» TASK INSTRUCTIONS:
Please copy the records below from the line with "of the chimney" to the line with "[[374, 252], [517, 63], [138, 62]]", swapping "chimney pipe" for "stovepipe" and changing nothing else. Return only those lines.

## BEGIN

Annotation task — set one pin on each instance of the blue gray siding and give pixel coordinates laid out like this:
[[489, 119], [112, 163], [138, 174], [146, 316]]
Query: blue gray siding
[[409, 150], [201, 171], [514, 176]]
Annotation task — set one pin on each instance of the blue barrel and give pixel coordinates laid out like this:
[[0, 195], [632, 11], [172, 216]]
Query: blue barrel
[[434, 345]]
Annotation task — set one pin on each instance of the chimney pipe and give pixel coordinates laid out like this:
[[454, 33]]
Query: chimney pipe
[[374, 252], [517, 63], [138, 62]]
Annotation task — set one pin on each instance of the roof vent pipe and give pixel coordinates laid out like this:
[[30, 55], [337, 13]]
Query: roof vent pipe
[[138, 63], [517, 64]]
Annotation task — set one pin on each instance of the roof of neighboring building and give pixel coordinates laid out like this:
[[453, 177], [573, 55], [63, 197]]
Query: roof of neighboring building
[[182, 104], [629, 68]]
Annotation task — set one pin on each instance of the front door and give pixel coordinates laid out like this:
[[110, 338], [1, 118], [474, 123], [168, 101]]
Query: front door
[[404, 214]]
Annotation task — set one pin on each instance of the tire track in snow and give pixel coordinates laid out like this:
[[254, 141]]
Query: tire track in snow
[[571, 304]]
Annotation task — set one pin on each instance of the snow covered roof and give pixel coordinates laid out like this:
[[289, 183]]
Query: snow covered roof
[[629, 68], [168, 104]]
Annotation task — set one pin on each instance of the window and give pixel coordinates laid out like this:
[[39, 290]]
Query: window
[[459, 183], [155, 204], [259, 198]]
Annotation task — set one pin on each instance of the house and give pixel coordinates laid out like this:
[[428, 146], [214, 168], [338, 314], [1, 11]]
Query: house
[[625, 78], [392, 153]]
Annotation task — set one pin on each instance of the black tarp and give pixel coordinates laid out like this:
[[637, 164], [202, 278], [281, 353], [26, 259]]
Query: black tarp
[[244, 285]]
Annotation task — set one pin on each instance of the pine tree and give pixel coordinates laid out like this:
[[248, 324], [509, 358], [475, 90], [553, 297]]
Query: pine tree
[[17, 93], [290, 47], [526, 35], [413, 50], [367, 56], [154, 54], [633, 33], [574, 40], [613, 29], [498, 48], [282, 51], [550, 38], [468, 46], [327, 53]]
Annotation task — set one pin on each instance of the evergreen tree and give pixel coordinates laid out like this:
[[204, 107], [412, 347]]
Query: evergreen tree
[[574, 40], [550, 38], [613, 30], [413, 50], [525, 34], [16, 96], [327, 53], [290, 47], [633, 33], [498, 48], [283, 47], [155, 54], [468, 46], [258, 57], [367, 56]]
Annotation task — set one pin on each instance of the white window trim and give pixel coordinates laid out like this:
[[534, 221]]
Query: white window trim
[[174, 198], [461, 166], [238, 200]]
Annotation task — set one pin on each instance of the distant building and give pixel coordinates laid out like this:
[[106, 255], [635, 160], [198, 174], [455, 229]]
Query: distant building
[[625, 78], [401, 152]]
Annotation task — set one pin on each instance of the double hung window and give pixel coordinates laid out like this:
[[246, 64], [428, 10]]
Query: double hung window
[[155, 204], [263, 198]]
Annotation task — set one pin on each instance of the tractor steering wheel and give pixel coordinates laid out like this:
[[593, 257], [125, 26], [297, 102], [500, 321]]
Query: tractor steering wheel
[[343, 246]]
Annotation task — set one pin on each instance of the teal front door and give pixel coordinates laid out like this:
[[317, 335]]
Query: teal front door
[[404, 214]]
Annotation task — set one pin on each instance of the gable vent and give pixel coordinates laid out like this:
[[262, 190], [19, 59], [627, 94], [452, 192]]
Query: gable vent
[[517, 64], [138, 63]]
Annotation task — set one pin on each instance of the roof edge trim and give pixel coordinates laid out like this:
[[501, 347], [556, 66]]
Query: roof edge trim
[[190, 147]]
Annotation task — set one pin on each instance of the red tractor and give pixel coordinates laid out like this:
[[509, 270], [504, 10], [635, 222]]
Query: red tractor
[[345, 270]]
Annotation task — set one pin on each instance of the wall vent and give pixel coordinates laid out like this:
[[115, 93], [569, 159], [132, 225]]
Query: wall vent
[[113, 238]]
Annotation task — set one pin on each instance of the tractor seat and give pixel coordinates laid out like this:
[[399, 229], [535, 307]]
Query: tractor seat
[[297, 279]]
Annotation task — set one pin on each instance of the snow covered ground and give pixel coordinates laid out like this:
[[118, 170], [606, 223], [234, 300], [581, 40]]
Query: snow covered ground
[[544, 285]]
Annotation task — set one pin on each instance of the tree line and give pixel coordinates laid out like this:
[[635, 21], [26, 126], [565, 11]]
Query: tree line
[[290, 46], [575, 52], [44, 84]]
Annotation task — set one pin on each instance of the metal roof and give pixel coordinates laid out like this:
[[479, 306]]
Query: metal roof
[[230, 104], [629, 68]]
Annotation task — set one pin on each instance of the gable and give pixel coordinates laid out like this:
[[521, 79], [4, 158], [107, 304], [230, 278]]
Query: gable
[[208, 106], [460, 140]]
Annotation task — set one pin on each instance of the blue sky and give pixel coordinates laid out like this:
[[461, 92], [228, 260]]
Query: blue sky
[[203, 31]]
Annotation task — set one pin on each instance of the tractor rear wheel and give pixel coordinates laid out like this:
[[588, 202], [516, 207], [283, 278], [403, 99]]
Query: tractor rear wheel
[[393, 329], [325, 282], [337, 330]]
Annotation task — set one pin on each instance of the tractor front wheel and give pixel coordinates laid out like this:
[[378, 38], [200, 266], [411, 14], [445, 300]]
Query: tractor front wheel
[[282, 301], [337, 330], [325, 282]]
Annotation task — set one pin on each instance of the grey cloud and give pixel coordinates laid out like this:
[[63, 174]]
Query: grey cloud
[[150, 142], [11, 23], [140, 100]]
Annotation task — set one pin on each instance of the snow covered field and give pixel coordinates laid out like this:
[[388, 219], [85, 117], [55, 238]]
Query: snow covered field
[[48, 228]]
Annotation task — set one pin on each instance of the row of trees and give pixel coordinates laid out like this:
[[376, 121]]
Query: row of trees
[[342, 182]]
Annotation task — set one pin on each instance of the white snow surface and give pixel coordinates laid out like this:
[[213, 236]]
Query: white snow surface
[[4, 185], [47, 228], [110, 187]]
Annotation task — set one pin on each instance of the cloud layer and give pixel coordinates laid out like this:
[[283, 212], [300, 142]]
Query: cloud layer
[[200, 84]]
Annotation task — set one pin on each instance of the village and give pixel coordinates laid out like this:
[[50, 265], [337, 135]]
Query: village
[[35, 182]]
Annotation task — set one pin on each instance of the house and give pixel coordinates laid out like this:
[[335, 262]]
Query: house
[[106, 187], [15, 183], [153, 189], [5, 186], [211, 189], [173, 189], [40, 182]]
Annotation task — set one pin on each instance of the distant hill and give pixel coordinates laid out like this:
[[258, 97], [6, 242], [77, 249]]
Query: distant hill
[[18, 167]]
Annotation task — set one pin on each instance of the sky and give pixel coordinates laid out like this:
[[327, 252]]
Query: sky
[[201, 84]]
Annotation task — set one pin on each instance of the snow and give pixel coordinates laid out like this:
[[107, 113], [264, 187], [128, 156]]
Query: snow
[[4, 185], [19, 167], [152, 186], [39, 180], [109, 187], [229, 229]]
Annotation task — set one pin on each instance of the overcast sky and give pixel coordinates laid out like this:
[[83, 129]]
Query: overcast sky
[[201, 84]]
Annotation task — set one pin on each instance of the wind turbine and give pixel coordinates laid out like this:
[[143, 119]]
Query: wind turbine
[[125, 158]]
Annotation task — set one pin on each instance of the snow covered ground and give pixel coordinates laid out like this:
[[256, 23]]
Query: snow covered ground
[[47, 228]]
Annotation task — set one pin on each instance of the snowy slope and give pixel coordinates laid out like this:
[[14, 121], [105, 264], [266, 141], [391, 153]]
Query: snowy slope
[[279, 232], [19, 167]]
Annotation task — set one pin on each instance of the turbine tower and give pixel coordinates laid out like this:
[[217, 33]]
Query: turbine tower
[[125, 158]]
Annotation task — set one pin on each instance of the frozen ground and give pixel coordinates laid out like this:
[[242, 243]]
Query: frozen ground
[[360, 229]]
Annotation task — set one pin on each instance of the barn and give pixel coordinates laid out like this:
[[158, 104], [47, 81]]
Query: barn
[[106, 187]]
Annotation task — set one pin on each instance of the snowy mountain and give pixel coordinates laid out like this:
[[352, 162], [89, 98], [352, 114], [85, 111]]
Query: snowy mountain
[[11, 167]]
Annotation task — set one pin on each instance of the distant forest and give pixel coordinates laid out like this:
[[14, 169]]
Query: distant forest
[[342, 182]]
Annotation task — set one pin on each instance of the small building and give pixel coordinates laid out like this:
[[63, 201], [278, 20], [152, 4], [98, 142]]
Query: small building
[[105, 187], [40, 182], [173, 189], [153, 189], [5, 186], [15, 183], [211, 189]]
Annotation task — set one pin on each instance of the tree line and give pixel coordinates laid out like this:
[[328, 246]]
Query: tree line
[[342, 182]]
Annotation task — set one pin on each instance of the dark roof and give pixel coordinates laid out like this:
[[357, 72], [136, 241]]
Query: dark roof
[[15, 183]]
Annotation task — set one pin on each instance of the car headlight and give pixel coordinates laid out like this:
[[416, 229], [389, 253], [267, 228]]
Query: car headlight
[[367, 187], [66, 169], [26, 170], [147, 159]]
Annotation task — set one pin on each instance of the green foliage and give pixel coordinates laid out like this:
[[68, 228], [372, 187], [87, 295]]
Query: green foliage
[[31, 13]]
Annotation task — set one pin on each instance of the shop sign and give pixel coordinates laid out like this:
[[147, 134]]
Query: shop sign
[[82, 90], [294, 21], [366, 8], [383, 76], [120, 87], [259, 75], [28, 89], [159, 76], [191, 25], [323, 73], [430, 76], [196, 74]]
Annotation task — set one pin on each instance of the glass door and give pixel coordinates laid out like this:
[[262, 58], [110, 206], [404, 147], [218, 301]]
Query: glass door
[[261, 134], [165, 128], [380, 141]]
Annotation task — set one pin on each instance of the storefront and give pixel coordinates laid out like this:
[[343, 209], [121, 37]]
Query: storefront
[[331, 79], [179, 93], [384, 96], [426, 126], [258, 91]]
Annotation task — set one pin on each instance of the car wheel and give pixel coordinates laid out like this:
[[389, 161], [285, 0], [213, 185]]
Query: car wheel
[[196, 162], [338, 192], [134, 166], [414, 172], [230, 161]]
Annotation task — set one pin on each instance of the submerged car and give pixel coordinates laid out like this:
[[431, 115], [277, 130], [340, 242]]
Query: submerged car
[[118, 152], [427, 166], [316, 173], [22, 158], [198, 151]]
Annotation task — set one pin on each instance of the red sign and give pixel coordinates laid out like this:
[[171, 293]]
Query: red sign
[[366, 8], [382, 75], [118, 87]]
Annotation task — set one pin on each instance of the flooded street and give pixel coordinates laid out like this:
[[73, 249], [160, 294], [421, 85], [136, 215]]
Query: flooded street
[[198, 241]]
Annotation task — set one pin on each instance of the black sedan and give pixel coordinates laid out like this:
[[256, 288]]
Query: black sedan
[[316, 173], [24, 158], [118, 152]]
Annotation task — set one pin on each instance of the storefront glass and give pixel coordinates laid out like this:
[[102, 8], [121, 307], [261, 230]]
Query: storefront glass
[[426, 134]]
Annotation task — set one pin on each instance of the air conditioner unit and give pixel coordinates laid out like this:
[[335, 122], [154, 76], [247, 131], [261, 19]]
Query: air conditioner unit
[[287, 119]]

## END

» FINAL RESULT:
Annotation task — set one pin on each instance of the stovepipe and give pixel coordinates laid out like this:
[[454, 33]]
Query: stovepipe
[[374, 252], [517, 63], [138, 62]]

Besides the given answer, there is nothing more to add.